Meyer, OO and concurrency

Ulf Wiger ulf@REDACTED
Mon Jul 18 00:46:26 CEST 2005


Den 2005-07-17 23:31:20 skrev David Hopwood  
<david.nospam.hopwood@REDACTED>:

> Ulf Wiger wrote:
>> Den 2005-07-17 01:26:25 skrev David Hopwood   
>> <david.nospam.hopwood@REDACTED>:
>>
>>> Various actor languages did have selective receive, for example the
>>> "communication handlers" of Act2 and Act3. In any case, selective
>>> receive does not affect the expressive power of a message passing
>>> model: it can be simulated, albeit inefficiently, by receiving
>>> unconditionally and then re-sending the message to self if necessary.
>>>
>>  Actually, you can't do it like that. That could for example
>> cause your process to go into a tight loop
>
> The loop doesn't have to be tight.

Records provided:
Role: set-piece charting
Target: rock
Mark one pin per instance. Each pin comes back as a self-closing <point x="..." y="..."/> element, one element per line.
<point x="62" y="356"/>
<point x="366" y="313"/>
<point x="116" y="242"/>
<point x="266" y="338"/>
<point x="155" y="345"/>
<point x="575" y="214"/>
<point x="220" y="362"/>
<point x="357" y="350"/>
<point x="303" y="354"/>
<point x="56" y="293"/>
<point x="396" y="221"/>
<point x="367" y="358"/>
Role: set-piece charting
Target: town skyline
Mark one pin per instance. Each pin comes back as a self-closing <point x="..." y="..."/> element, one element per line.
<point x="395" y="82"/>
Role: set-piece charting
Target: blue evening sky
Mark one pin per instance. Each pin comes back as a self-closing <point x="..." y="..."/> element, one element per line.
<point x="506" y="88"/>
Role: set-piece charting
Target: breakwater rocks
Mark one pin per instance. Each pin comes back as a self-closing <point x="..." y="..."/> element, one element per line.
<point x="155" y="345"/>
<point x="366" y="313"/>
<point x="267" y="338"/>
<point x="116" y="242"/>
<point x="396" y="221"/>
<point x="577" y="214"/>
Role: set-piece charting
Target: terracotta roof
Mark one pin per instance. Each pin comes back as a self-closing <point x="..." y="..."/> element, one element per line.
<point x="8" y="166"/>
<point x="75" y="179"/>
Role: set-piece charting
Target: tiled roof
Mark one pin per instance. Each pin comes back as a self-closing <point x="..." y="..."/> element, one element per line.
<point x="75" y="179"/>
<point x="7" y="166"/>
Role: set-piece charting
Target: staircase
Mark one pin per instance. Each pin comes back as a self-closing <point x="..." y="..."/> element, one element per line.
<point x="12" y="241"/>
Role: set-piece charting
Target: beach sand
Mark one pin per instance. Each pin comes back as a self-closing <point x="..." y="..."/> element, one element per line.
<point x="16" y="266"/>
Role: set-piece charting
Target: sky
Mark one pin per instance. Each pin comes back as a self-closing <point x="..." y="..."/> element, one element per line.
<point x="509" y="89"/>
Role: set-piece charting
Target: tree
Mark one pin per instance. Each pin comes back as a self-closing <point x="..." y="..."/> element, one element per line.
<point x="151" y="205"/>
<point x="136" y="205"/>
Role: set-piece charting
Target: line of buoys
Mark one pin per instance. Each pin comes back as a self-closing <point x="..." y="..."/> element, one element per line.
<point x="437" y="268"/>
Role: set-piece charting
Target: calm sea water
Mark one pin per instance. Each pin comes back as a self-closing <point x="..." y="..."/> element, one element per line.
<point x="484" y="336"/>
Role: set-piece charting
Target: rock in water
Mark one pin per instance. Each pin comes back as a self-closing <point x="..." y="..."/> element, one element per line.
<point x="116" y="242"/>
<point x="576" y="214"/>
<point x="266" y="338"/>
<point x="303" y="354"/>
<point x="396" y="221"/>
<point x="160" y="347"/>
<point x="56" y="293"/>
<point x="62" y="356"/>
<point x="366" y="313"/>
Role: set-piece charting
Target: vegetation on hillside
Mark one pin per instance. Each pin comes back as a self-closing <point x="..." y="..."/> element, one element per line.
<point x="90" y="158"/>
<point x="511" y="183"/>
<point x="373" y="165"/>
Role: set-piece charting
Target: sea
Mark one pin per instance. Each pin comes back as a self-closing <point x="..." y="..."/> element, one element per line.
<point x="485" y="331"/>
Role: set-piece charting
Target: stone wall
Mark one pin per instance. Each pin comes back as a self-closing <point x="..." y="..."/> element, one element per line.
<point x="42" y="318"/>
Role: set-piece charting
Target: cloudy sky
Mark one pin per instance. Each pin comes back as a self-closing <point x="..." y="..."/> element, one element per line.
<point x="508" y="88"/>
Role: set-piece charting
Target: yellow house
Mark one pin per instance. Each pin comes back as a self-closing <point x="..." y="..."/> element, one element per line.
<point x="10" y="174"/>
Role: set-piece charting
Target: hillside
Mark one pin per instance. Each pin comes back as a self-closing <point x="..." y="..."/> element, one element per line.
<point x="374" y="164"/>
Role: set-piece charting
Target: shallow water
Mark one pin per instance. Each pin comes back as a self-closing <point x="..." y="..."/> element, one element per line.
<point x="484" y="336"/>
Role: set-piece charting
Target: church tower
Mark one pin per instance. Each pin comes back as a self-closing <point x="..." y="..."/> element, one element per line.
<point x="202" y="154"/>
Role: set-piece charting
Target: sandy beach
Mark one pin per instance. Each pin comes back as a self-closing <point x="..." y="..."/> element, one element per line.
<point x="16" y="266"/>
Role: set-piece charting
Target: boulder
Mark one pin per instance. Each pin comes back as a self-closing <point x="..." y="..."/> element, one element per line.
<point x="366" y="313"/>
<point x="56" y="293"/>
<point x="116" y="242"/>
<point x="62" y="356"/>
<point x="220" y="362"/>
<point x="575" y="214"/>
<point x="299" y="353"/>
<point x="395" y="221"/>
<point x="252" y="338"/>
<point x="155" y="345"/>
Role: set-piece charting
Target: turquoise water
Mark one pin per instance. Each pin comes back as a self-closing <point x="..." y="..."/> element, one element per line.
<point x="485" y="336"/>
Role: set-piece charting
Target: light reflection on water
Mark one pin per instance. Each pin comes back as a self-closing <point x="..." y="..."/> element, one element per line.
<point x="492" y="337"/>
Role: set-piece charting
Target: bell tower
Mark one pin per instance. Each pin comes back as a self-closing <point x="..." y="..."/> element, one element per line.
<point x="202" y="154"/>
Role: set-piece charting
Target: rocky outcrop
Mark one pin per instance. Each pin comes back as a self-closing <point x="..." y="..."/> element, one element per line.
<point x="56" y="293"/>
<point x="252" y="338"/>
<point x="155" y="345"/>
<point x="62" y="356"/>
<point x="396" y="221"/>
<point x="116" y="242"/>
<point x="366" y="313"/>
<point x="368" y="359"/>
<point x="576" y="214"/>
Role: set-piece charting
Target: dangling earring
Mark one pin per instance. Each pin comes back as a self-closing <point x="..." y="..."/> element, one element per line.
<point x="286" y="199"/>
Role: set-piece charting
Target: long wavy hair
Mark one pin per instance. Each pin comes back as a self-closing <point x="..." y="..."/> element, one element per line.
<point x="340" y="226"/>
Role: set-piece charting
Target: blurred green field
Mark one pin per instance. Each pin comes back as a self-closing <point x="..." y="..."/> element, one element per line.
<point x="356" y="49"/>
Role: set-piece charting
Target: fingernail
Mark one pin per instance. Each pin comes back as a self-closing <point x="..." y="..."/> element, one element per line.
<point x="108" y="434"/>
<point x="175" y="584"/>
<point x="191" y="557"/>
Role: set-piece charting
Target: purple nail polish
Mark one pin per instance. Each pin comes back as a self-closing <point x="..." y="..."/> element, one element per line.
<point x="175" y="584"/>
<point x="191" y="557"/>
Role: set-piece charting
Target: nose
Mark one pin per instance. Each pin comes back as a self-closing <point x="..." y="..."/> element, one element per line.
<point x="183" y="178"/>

What to do:
A) Retype the part of the selective-receive message that begins at the words "Den 2005-07-17 23:31:20" and stops after "self if necessary.".
B) Extend the email exchange about selective receive past its last line.
None of the rows are needed here.

The responses:
A)
Den 2005-07-17 23:31:20 skrev David Hopwood  
<david.nospam.hopwood@REDACTED>:

> Ulf Wiger wrote:
>> Den 2005-07-17 01:26:25 skrev David Hopwood   
>> <david.nospam.hopwood@REDACTED>:
>>
>>> Various actor languages did have selective receive, for example the
>>> "communication handlers" of Act2 and Act3. In any case, selective
>>> receive does not affect the expressive power of a message passing
>>> model: it can be simulated, albeit inefficiently, by receiving
>>> unconditionally and then re-sending the message to self if necessary.

B)
Doesn't have to be, but could be. A good programmer would
hopefully think it through and write code that doesn't risk
wrecking the characteristics of the system. But how do you
make sure that this doesn't happen? Would you enforce a
'sleep' every time someone resends to self? How would you
enforce that?


>> consuming and re-sending the same unwanted message while waiting for
>> some other message, which would have a rather nasty effect on
>> cpu load and timing characteristics.
>
> Right, but that's an efficiency issue, not an expressiveness one, and
> therefore it couldn't be a fundamental difference between models (i.e.
> it could not be the case that the actor model forbids selective receive).

It's not just an efficiency issue. It can potentially cause the
system to misbehave so badly that it's no longer usable for its
primary mission. Even worse, this behaviour can be timing-dependent,
such that it doesn't show up even in fairly rigorous testing,
but then happens in the field, due to unforeseen interworking
between components.

I will not say that it's impossible to write safe code using
an event-based programming model, but there are some really
nasty pitfalls, and mortal programmers fall into them all the
time. I would go as far as to say that an event-based
programming model is outright dangerous for many complex
concurrency patterns.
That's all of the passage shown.